▶ [Texte du document]:
Chez Stéphanie Meloche, le garçon le plus âgé vit avec le trouble du déficit de l’attention (TDA). «C’est clair qu’à l’école, on serait embarqué dans l’engrenage de la médication et des services, et je trouve ça horrible qu’à l’école, l’enfant soit mis de côté et stigmatisé tout de suite comme étant un enfant à difficulté. À la maison, on a pu lui donner tout le temps dont il avait besoin et lui offrir les activités qui lui permettent de se concentrer, comme l’art et la poterie», raconte Mme Meloche.
Cette liberté se reflète aussi dans une flexibilité pédagogique qui permet à l’enfant de s’épanouir dans les domaines qui les intéressent le plus. La mère de Manseau donne l’exemple de sa fille de 9 ans qui est désormais complètement bilingue, autant à l’oral qu’à l’écrit, grâce à sa passion du codage informatique et de la programmation d’ordinateur.

▶ [Lignes fournies]:
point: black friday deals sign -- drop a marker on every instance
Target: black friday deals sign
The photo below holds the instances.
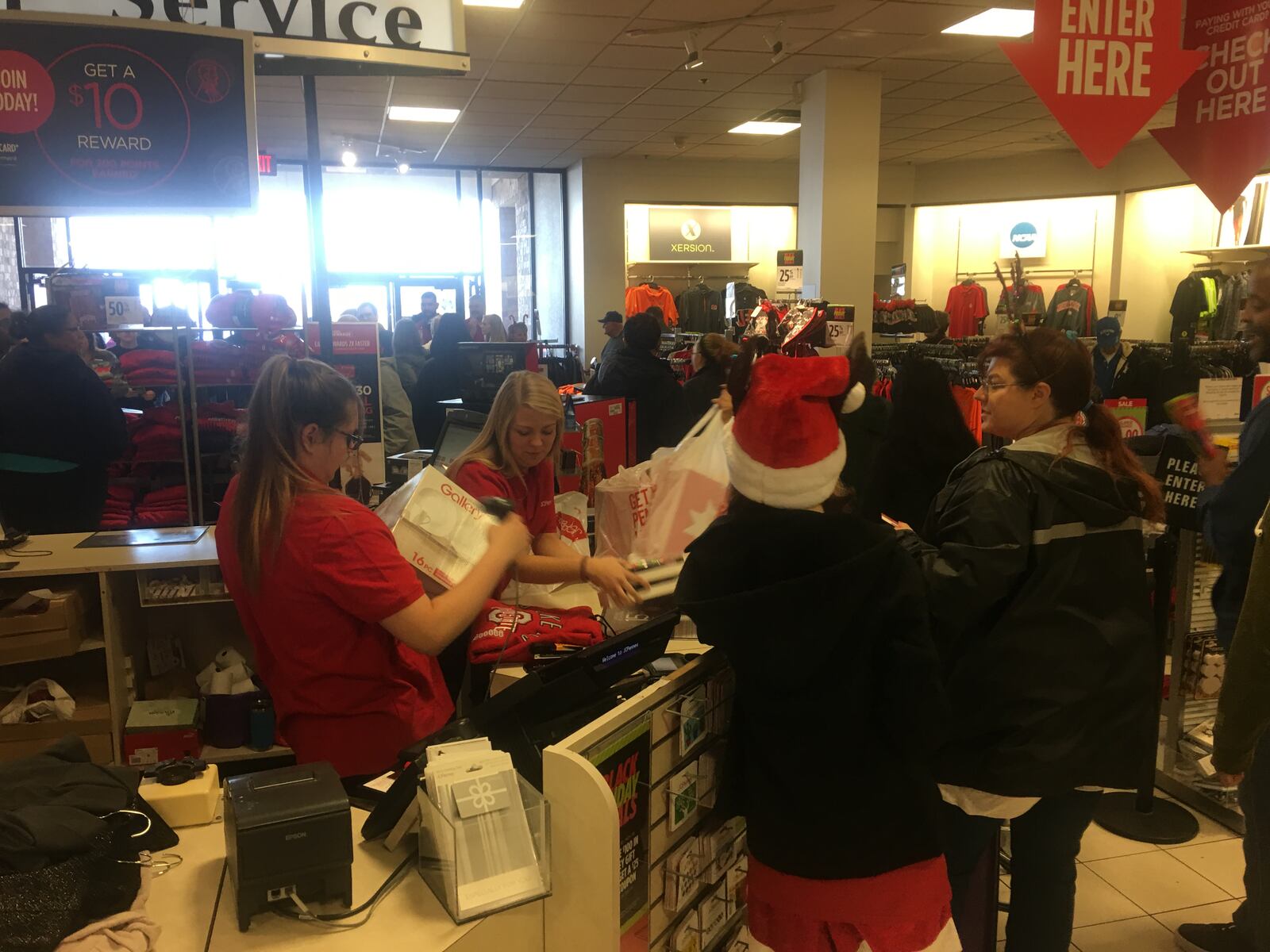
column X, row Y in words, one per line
column 112, row 117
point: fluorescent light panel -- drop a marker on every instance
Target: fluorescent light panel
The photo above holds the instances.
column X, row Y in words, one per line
column 422, row 113
column 996, row 22
column 765, row 129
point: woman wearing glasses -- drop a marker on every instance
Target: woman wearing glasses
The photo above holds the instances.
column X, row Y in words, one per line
column 1038, row 588
column 344, row 638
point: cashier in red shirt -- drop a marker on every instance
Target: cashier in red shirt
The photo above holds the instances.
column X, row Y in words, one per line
column 344, row 638
column 514, row 459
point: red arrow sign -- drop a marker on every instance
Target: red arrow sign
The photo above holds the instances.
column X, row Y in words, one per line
column 1104, row 67
column 1222, row 136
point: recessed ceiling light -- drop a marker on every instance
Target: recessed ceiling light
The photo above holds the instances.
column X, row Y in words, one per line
column 422, row 113
column 765, row 129
column 996, row 22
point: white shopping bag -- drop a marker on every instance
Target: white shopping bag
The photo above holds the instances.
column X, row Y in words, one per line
column 440, row 527
column 572, row 524
column 690, row 490
column 622, row 507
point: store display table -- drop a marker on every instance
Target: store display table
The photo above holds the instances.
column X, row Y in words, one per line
column 196, row 908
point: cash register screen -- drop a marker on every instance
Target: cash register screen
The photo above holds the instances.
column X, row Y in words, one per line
column 455, row 440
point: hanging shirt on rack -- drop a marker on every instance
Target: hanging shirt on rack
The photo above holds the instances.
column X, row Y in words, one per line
column 702, row 310
column 645, row 296
column 967, row 306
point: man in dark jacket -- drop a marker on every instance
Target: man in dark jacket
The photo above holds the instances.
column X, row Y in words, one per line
column 59, row 431
column 638, row 374
column 1231, row 507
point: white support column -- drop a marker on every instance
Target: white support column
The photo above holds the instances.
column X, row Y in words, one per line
column 837, row 216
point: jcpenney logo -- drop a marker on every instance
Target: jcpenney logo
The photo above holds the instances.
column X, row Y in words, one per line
column 1022, row 235
column 398, row 23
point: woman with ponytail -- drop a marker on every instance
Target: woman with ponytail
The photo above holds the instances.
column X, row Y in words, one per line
column 1037, row 578
column 344, row 638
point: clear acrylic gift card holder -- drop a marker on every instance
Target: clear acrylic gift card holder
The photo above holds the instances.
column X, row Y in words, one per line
column 495, row 854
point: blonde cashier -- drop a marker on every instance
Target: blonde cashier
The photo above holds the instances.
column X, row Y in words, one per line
column 344, row 638
column 514, row 459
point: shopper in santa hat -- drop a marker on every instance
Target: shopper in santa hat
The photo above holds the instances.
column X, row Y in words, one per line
column 838, row 700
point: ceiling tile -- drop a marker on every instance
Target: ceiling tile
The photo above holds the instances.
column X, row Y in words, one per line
column 563, row 29
column 596, row 94
column 749, row 40
column 533, row 73
column 533, row 50
column 692, row 79
column 634, row 79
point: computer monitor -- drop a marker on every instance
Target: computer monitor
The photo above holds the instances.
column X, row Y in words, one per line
column 457, row 433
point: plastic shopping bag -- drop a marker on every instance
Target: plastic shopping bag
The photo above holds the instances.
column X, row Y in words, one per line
column 690, row 490
column 572, row 524
column 622, row 508
column 440, row 527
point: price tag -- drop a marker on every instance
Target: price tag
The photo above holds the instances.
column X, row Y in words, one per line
column 125, row 310
column 1219, row 399
column 789, row 278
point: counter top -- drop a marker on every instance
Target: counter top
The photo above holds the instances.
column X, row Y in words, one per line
column 64, row 559
column 194, row 904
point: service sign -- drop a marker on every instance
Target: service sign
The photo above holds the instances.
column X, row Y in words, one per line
column 1104, row 67
column 125, row 118
column 685, row 234
column 1222, row 133
column 412, row 33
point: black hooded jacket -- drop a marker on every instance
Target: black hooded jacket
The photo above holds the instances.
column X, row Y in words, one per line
column 838, row 704
column 1037, row 581
column 660, row 412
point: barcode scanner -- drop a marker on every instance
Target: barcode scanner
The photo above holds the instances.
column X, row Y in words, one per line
column 497, row 507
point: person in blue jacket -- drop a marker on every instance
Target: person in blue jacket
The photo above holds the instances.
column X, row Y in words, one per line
column 1230, row 508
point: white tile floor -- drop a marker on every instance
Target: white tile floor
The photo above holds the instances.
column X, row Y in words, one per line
column 1132, row 895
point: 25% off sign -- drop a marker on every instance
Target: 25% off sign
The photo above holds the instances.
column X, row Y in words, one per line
column 106, row 116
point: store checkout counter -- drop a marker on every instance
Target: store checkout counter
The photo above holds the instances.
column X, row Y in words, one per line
column 607, row 866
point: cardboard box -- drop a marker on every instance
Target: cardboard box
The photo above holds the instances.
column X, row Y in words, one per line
column 162, row 730
column 54, row 631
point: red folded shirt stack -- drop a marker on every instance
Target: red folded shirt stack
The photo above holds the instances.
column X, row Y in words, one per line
column 149, row 368
column 158, row 437
column 164, row 507
column 117, row 513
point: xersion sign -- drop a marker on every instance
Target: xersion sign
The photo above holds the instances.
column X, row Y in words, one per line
column 408, row 32
column 1222, row 133
column 1104, row 67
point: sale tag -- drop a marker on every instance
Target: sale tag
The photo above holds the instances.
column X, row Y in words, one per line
column 1219, row 399
column 789, row 278
column 125, row 310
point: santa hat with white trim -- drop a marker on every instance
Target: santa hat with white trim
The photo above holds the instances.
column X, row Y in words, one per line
column 785, row 448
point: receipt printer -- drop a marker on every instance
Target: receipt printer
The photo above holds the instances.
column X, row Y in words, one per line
column 289, row 831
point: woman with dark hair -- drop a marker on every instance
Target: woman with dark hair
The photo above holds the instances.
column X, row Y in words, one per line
column 711, row 357
column 864, row 866
column 1037, row 578
column 344, row 636
column 441, row 378
column 926, row 440
column 59, row 429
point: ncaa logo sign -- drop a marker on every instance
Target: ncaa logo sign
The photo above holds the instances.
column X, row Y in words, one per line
column 1022, row 235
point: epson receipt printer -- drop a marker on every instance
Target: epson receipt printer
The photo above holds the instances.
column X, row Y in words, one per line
column 289, row 831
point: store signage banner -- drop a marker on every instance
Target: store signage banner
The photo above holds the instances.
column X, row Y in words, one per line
column 1024, row 235
column 683, row 234
column 1104, row 67
column 120, row 118
column 626, row 765
column 1222, row 135
column 340, row 29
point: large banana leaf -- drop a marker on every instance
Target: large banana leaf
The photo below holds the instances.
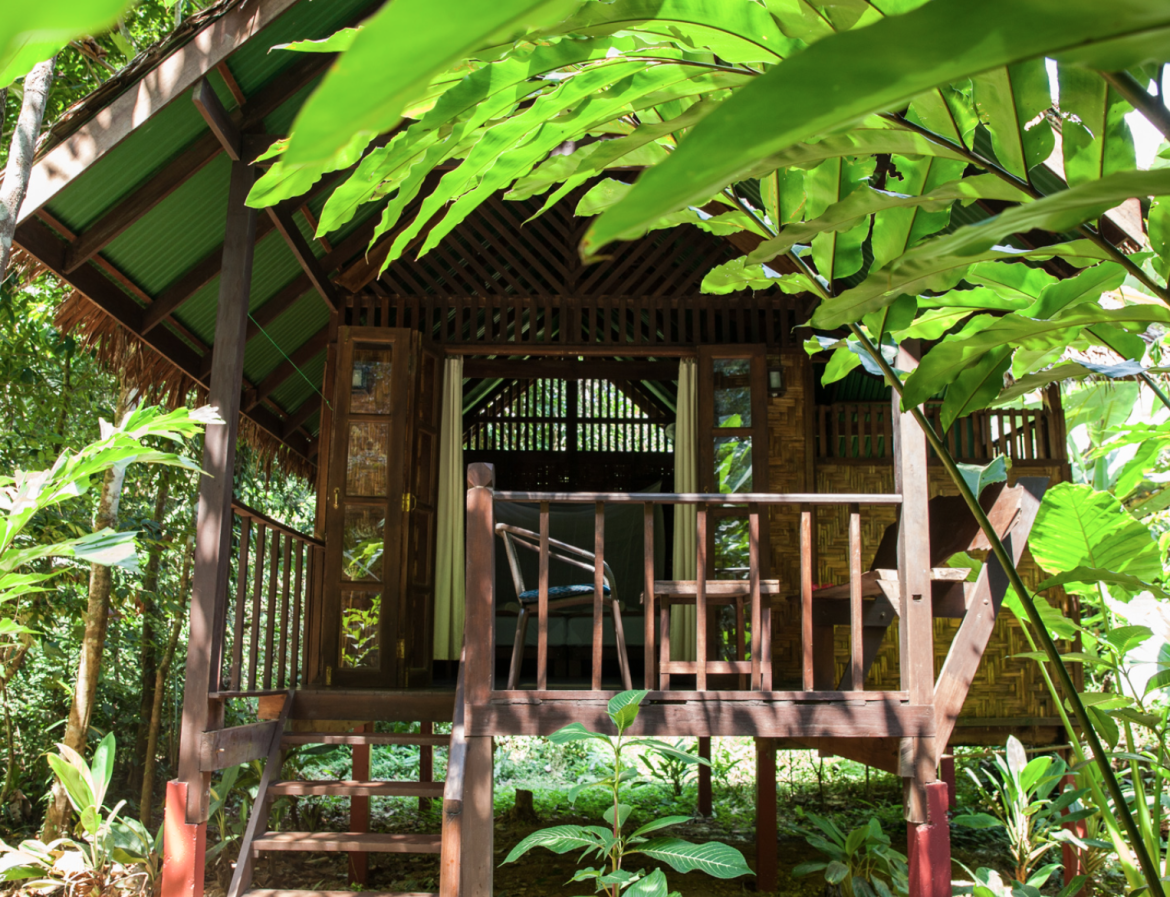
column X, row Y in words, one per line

▶ [Consignes de l'exercice]:
• a. Répondez à ces questions sur le texte consacré à l'école à la maison :
(i) De quel trouble le garçon le plus âgé de Stéphanie Meloche est-il atteint ?
(ii) Quelles activités l'aident à se concentrer, selon Mme Meloche ?
(iii) Quelle passion a permis à la fille de 9 ans de devenir complètement bilingue ?
• b. Poursuivez le texte consacré à l'école à la maison à partir de sa dernière phrase.
Ces lignes sont tirées d'une autre source.

▶ [Réponses]:
• a.
(i) Le trouble du déficit de l'attention (TDA).
(ii) L'art et la poterie.
(iii) Le codage informatique et la programmation d'ordinateur.

• b.
«Quand ils suivent leurs passions et qu’on leur donne les outils, ils vont apprendre par eux-mêmes, lance Stéphanie Meloche. Ce n’est pas l’anarchie totale! Il y a une liberté, mais c’est une liberté qui est accompagnée», ajoute-t-elle.
À la maison, mais pas isolé
Johannie Riendeau brise le mythe des enfants scolarisés à la maison qui ne sont pas sociables. «Le multi-âge, c’est vraiment important. On parle de la fameuse socialisation et pour moi, ça ne fait pas de sens qu’un enfant de huit ans fréquente juste des enfants de 8 ans, dit-elle. Pour avoir croisé dans les six dernières années d’autres familles qui font l’école à la maison, je trouve que ça fait des jeunes qui sont autant capables d’avoir une belle discussion avec un adulte que de se mettre au niveau d’un tout petit. Ils sont capables d’un éventail social vraiment grand».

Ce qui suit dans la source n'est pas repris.